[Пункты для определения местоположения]
┌──
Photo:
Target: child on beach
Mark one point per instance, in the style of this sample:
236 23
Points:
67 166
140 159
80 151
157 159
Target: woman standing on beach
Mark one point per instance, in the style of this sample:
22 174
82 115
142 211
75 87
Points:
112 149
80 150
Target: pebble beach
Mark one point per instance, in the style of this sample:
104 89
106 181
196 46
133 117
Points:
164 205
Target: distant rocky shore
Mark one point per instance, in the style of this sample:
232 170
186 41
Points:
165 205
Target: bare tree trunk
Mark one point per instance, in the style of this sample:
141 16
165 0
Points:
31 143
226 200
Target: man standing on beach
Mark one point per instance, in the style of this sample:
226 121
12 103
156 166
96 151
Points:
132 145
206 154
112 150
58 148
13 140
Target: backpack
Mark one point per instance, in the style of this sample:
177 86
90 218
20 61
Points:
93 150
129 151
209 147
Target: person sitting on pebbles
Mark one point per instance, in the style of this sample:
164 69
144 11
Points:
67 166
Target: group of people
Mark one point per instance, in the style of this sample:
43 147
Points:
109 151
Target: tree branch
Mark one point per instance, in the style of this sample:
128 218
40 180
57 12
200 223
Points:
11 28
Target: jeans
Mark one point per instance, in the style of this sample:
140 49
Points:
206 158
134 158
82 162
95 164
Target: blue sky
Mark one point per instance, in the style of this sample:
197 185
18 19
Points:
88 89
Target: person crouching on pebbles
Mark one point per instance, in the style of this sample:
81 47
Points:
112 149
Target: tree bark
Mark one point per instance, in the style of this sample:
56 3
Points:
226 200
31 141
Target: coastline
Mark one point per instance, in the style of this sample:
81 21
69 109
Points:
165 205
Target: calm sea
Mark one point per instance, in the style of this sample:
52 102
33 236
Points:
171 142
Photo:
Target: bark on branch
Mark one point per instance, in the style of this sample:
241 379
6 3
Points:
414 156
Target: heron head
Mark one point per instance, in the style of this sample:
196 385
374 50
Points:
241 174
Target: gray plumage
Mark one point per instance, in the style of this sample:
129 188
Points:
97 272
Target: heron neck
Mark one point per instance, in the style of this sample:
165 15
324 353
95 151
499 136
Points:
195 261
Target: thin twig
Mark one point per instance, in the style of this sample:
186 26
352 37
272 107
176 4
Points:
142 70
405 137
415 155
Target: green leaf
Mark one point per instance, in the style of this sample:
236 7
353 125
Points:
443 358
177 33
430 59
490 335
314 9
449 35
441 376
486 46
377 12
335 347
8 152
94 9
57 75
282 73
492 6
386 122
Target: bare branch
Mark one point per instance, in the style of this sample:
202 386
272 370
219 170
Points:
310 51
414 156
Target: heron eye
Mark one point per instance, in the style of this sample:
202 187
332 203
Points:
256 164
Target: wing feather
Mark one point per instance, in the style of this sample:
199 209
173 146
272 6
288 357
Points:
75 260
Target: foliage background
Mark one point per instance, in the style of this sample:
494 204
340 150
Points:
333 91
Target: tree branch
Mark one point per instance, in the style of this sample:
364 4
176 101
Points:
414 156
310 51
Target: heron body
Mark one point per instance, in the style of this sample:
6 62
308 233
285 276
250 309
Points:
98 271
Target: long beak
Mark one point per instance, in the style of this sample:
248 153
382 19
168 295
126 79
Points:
└──
**Ваше задание:** Перепечатайте, пожалуйста, весь приведенный выше материал строка в строку, ничего не меняя.

**Письменный ответ:**
Photo:
Target: child on beach
Mark one point per instance, in the style of this sample:
236 23
Points:
67 166
140 159
80 151
157 159
Target: woman standing on beach
Mark one point per instance, in the style of this sample:
22 174
82 115
142 211
75 87
Points:
112 149
80 150
Target: pebble beach
Mark one point per instance, in the style of this sample:
104 89
106 181
196 46
133 117
Points:
164 205
Target: distant rocky shore
Mark one point per instance, in the style of this sample:
232 170
186 41
Points:
165 205
Target: bare tree trunk
Mark one point per instance, in the style of this sample:
141 16
165 0
Points:
31 143
226 200
Target: man standing on beach
Mark one point per instance, in the style of this sample:
226 121
12 103
156 166
96 151
Points:
132 145
206 154
112 150
58 148
13 140
Target: backpack
Mark one point per instance, in the style of this sample:
177 86
90 218
20 61
Points:
93 150
129 151
209 147
Target: person sitting on pebbles
Mark one point per instance, in the style of this sample:
164 69
144 11
Points:
67 166
Target: group of people
Mark one point per instance, in the style of this sample:
43 147
Points:
109 151
Target: tree branch
Mark one point per instance, in the style of this sample:
128 218
40 180
57 12
200 223
Points:
11 28
Target: jeans
Mark one point per instance, in the style of this sample:
140 49
Points:
206 158
134 158
82 162
95 164
Target: blue sky
Mark one point per instance, in the style of this sample:
197 185
18 19
Points:
88 89
Target: person crouching on pebbles
Mark one point per instance, in the style of this sample:
81 47
Points:
112 149
Target: tree bark
Mark one point per instance, in the style of this sample:
56 3
Points:
226 200
31 141
Target: coastline
Mark one point per instance, in the style of this sample:
81 21
69 109
Points:
165 205
Target: calm sea
Mark one point per instance, in the style of this sample:
52 102
33 236
Points:
171 142
Photo:
Target: bark on branch
Mark one point per instance, in the style of this sample:
241 379
6 3
Points:
414 156
Target: heron head
Mark one point per instance, in the style of this sample:
196 385
374 50
Points:
241 174
Target: gray plumage
Mark one point per instance, in the style of this sample:
129 188
Points:
97 272
Target: heron neck
Mark one point per instance, in the style of this sample:
165 15
324 353
95 151
499 136
Points:
195 261
Target: thin twig
Mark one point per instance, in the style of this sample:
186 26
352 37
272 107
176 4
Points:
142 70
405 137
415 155
Target: green leaf
Mark one point per instance, in the style of this sample:
236 7
353 125
Points:
443 358
177 33
430 59
490 335
314 9
449 35
441 376
486 46
377 12
335 347
8 152
94 9
57 75
282 73
492 6
386 122
Target: bare branch
Mark one point per instance, in the style of this sample:
202 386
272 370
219 170
Points:
310 51
414 156
Target: heron eye
Mark one point per instance, in the style of this sample:
202 187
332 203
Points:
256 164
Target: wing feather
Mark one point per instance, in the style of this sample:
199 209
173 146
272 6
288 357
Points:
75 260
Target: foliage background
Mark one point per instance, in the style of this sample:
494 204
340 150
Points:
333 91
Target: tree branch
Mark one point per instance, in the style of this sample:
364 4
176 101
Points:
414 156
310 51
Target: heron body
Mark one point per instance, in the style of this sample:
6 62
308 233
285 276
250 309
Points:
98 271
Target: long beak
Mark one point per instance, in the style of this sample:
248 153
382 19
168 295
126 79
Points:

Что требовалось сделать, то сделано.